= Your goal =
Answer these questions from the text on cash management during Covid-19:
1. Which businesses does the text say became more vulnerable than ever?
2. What can a bank provide that proves useful in inventory financing?
3. What kind of costs does the text suggest organizations reduce instead of fixed costs?

= Excerpted passage =
+===+

In business, there is a policy of contingency that provides a ready cushion in case of unexpected events. However, a global pandemic is seldom on any one's contingency list.
The world was thrown off balance due to Covid-19 and impacted many businesses severely due to the subsequent lockdown. Businesses that were once thriving were now scrambling to protect their employees, analyse the new risks to the market, and manage any further supply chain disruptions to curb the spread of the virus. Health and safety took priority at the cost of a crumbling economy.
Small and mid-sized businesses that are typically low on cash reserves and experience inconsistent cash flows became more vulnerable than ever. So, how do we flip this situation in our favour to survive and thrive?
Learning from past financial crises, it is wise for businesses to mitigate the ensuing damage from the corona virus at the earliest and develop a cash management strategy to mitigate overall business risks. Below are tried and tested tips that can help keep cash afloat even when the world is shut down:
1. Robust structures to manage supply chain risk
The biggest issues faced by organisations can be delayed payments by customers for the goods and services delivered, selling goods overseas, etc. Here, understanding the ongoing financial risk of related players in the market such as customers, trading partners, suppliers, etc. becomes a matter of critical consideration. Something as simple as a letter of credit from a bank vouching for the buyer's veracity can prove useful in inventory financing as goods are in transit and are a reliable means of tracking the transaction.
2. Reduction of variable costs
Rather than minimizing fixed costs to reduce cash outflows, organisations can opt for reducing variable costs. Encouraging travel ban, placing tabs on discretionary spending, hiring freezes, redistribution of work to existing permanent workforce, etc. are some methods to preserve cash. When labour is a significant cost line in your business, consider options that might help reduce spend to avoid getting into situations where layoffs are required.

+===+

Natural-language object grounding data
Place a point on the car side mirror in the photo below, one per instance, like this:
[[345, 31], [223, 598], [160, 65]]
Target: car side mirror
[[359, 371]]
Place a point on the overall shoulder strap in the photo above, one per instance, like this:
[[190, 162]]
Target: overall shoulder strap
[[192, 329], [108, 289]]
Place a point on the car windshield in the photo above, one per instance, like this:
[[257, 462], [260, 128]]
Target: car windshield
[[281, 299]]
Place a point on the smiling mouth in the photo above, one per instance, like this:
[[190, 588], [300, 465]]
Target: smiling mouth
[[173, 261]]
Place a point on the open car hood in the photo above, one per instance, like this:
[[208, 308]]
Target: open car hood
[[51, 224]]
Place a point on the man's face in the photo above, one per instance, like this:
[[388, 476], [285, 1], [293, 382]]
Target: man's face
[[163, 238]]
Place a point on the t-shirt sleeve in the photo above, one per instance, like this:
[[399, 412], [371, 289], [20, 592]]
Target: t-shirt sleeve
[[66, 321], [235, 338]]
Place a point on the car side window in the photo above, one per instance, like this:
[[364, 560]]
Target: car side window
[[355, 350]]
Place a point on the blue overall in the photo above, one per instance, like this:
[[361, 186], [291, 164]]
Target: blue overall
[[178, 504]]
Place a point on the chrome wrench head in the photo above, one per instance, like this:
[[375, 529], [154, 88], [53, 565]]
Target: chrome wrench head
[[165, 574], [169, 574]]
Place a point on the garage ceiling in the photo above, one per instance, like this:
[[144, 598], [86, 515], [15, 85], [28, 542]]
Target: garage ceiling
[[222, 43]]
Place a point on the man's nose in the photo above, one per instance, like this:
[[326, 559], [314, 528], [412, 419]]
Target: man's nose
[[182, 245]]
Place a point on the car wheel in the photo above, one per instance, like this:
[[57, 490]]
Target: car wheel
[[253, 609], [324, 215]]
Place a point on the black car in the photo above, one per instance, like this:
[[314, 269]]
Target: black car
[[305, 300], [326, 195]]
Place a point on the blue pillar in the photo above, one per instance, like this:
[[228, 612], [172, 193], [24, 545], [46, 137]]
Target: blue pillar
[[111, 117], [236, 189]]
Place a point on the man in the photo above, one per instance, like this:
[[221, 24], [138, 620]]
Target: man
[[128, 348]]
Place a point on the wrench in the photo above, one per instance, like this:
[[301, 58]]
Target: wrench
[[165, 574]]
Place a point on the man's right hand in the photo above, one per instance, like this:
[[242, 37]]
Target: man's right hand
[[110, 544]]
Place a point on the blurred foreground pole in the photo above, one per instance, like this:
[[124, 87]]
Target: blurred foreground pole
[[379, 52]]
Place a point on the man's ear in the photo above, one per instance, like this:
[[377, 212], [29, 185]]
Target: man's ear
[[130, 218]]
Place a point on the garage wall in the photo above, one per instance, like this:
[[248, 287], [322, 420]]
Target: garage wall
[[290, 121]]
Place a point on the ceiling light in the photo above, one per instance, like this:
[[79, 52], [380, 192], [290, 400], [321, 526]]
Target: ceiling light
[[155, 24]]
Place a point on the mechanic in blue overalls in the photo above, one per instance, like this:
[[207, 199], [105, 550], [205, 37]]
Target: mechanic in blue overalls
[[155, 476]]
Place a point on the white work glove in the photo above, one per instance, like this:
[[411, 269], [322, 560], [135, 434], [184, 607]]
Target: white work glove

+===+

= Response box =
1. Small and mid-sized businesses that are typically low on cash reserves and experience inconsistent cash flows.
2. A letter of credit vouching for the buyer's veracity.
3. Variable costs.